## Written problem
Output the records below as a numbered list with one line per item, omitting any blank lines and leaving the photographs out of your answer.

(Coordinate annotation records)

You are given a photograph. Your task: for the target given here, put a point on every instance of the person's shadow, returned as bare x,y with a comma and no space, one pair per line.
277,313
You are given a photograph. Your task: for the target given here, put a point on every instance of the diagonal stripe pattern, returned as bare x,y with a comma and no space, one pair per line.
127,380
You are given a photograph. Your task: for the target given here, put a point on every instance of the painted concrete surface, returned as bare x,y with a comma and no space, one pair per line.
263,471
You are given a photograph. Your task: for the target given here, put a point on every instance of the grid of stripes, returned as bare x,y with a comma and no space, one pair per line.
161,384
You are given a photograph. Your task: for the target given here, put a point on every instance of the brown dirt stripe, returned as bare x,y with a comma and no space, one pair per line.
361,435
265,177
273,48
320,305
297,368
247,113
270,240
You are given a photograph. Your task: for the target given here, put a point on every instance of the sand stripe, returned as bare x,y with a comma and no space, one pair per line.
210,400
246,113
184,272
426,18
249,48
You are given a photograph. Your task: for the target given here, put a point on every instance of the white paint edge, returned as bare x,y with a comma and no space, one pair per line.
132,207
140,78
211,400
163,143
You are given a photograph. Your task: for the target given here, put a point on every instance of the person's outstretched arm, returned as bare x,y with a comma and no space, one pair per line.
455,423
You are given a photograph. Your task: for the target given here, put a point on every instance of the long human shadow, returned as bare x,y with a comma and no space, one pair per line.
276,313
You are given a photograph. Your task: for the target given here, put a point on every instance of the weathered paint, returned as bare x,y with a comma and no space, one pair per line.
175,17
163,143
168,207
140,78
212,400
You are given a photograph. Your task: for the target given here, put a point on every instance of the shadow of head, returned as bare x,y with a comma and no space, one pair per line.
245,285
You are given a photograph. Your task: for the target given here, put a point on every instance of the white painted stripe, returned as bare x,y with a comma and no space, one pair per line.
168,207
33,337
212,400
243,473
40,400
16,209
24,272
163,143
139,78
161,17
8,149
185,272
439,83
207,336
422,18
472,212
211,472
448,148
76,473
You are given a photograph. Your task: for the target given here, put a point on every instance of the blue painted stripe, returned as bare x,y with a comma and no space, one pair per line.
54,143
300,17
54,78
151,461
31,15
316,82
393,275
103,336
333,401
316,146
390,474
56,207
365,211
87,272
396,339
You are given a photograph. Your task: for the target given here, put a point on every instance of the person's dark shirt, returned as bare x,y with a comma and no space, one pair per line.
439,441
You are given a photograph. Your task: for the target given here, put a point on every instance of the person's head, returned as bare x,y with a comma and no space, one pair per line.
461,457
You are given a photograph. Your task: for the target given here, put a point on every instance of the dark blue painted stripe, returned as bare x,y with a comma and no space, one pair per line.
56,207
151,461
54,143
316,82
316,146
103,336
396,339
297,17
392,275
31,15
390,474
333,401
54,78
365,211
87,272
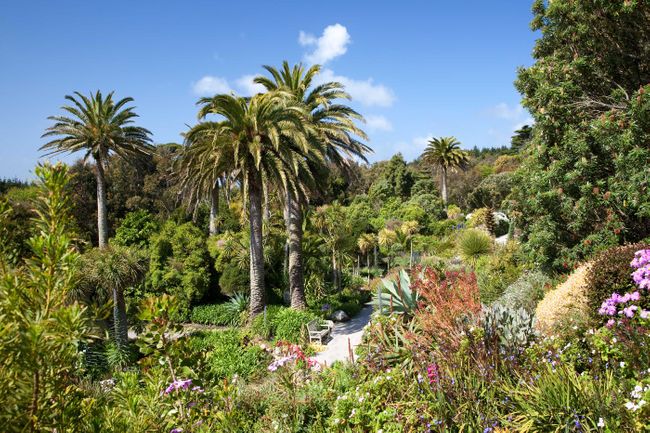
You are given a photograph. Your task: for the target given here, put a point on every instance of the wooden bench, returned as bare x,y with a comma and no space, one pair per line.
319,332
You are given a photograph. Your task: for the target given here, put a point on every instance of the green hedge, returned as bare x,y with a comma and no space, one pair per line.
282,323
215,314
228,353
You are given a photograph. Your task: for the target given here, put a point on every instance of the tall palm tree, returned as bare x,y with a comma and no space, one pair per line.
203,166
101,127
366,243
446,155
256,131
108,271
332,134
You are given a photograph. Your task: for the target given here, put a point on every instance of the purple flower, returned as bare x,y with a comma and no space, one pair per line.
178,384
629,311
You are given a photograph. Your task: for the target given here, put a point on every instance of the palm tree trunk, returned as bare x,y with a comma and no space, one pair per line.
267,210
444,185
119,319
257,295
296,275
214,209
102,214
368,265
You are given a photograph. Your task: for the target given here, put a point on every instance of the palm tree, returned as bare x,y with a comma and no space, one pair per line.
408,229
255,133
100,127
445,154
332,130
112,269
387,238
203,166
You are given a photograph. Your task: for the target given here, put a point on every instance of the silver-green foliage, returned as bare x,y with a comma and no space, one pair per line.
473,244
396,296
526,292
512,329
40,328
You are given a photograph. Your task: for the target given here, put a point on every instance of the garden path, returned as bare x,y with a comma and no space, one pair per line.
337,348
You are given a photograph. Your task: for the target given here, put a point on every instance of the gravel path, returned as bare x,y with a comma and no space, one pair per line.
337,348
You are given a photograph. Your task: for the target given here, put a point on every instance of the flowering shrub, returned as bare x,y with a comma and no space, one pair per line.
286,353
610,273
641,262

## Solution below
1. You are given a photograph. Your task: for the target given here, put a point on every instance of the person's shadow, returned as bare x,y with a comma and no space, one pair per line.
2. 277,313
3. You are given a photograph. Your task: for the target given here, put a point on every instance of the diagonal stripe pattern, returned as bare x,y with a comma and no space, one pair per line.
4. 127,380
5. You are given a photograph. Your task: for the target given here, put a point on every instance of the painted concrete surface, returned as bare x,y with a comma and no space, one pair per line.
6. 263,471
7. You are given a photograph. Your task: for the target given here, put a point on every instance of the grid of stripes, returned as bare x,y with a comma and no space, one pair per line.
8. 161,384
9. You are given a photograph. Your task: for the target given here, put a point on every instance of the brown dirt stripe, returned as bare x,y with a comma and no space, one pair per line.
10. 361,435
11. 265,177
12. 273,48
13. 320,305
14. 297,368
15. 247,113
16. 270,240
17. You are given a photograph. Your task: for the target given here, put a point on every instance of the sand stripe, returned as bare x,y with a comma and no space, one pair per line.
18. 210,400
19. 246,113
20. 184,272
21. 426,18
22. 249,48
23. You are given a photograph. Your task: for the target given here, put a point on every instance of the white paint edge, returned as bare x,y with a comma and no space, one pair per line.
24. 132,207
25. 140,78
26. 211,400
27. 163,143
28. You are given a photograph. Your task: for the target given here, put a point on every instance of the person's outstretched arm, returned as bare x,y with a comma and no space, one pair per line.
29. 455,423
30. You are given a photograph. Your task: for the target given here, put a point on every instance of the long human shadow, returned as bare x,y with a comma and no space, one pair per line.
31. 276,313
32. You are given a photograph. Your task: for the target given here, put a point on every instance of the weathered paint, returned as bare x,y with a comma and no space, one pair per line.
33. 175,17
34. 163,143
35. 168,207
36. 140,78
37. 212,400
38. You are given a photograph. Your task: for the target given here, put a point on every instance of the shadow of head, returned as bare x,y with a comma and no space, one pair per line.
39. 245,285
40. You are given a photograph. Your task: for the target given here, put a point on every instance of the white painted stripe, returned as bare x,y with a comma and no space, one pair per line.
41. 168,207
42. 33,337
43. 212,400
44. 243,473
45. 40,400
46. 16,209
47. 24,272
48. 163,143
49. 139,78
50. 161,17
51. 8,149
52. 185,272
53. 439,83
54. 207,336
55. 422,18
56. 472,212
57. 211,472
58. 448,148
59. 76,473
60. You are given a photograph. Your task: for the target given here, put a point on every instance of the blue painted stripe, returned as bare x,y with a comma and no space, one pair per line.
61. 54,143
62. 300,17
63. 54,78
64. 151,461
65. 31,15
66. 316,82
67. 393,275
68. 103,336
69. 333,401
70. 316,146
71. 390,474
72. 56,207
73. 365,211
74. 87,272
75. 396,339
76. You are given a photograph. Your task: for the target given here, put a point on every instance of the person's dark shirt, returned as bare x,y with a comma and no space, one pair per line.
77. 439,441
78. You are given a photograph. Your task: for the target given here, put a point on every instance of the person's head, returned as bare x,y with a comma and no space, one pair per line.
79. 461,457
80. You are given a photograph. Your task: for the target given here, put a point on every instance of the dark blue painted stripe, returned as bare x,y with a comma and no space, one pair per line.
81. 56,207
82. 151,461
83. 54,143
84. 316,82
85. 316,146
86. 103,336
87. 396,339
88. 297,17
89. 392,275
90. 31,15
91. 390,474
92. 333,401
93. 54,78
94. 365,211
95. 87,272
96. You are given a photograph. Your task: for the target given here, put a point on every instance of the wooden bench, returned as bare x,y with a comma and no space, one pair per line.
97. 319,332
98. You are given a photograph. Your task: for the target given here, put a point on every instance of the green hedge, returned as bare x,y with a comma and no space, one pair per line.
99. 282,323
100. 215,314
101. 228,353
102. You are given a photograph. Your task: for the target given here, put a point on every instance of the tall palm tree, returned as bare x,y with a comma and no space, one pair per line.
103. 203,166
104. 101,127
105. 366,243
106. 446,155
107. 256,131
108. 108,271
109. 332,134
110. You are given a photograph. Your task: for the target given here, put a point on every instance of the purple flower, returned as bare x,y with a comma and no space, one pair per line.
111. 178,384
112. 629,311
113. You are given a photograph. Your task: for the target given here, put a point on every instance of the palm tree trunk, returned as bare x,y with a comma and no space, one pair per line.
114. 267,210
115. 444,185
116. 119,319
117. 257,295
118. 296,275
119. 214,209
120. 102,214
121. 368,265
122. You are given a photograph. Your task: for the target given here, put a point on every instance of the palm tree, returned as bare x,y with a comma and no space, one pair per line.
123. 408,229
124. 255,133
125. 100,127
126. 445,154
127. 332,130
128. 112,269
129. 387,238
130. 203,166
131. You are given a photograph. Your task: for the target given here, put a point on every instance of the silver-green foliage, returned as bare x,y with a comma and no space, one pair per line.
132. 473,244
133. 396,296
134. 526,292
135. 512,329
136. 40,328
137. You are given a photograph. Your task: for the target given here, put a point on every instance of the garden path, returned as bare x,y with a comma and no space, one pair per line.
138. 337,348
139. You are given a photograph. Your task: for the target given here, put a point on every instance of the gravel path, returned as bare x,y with a comma and no space, one pair per line.
140. 337,348
141. You are given a photograph. Your task: for the target given here, put a point on every instance of the flowering shrub, returned as bare x,y with a comma and no space, one pair per line.
142. 286,353
143. 610,273
144. 641,262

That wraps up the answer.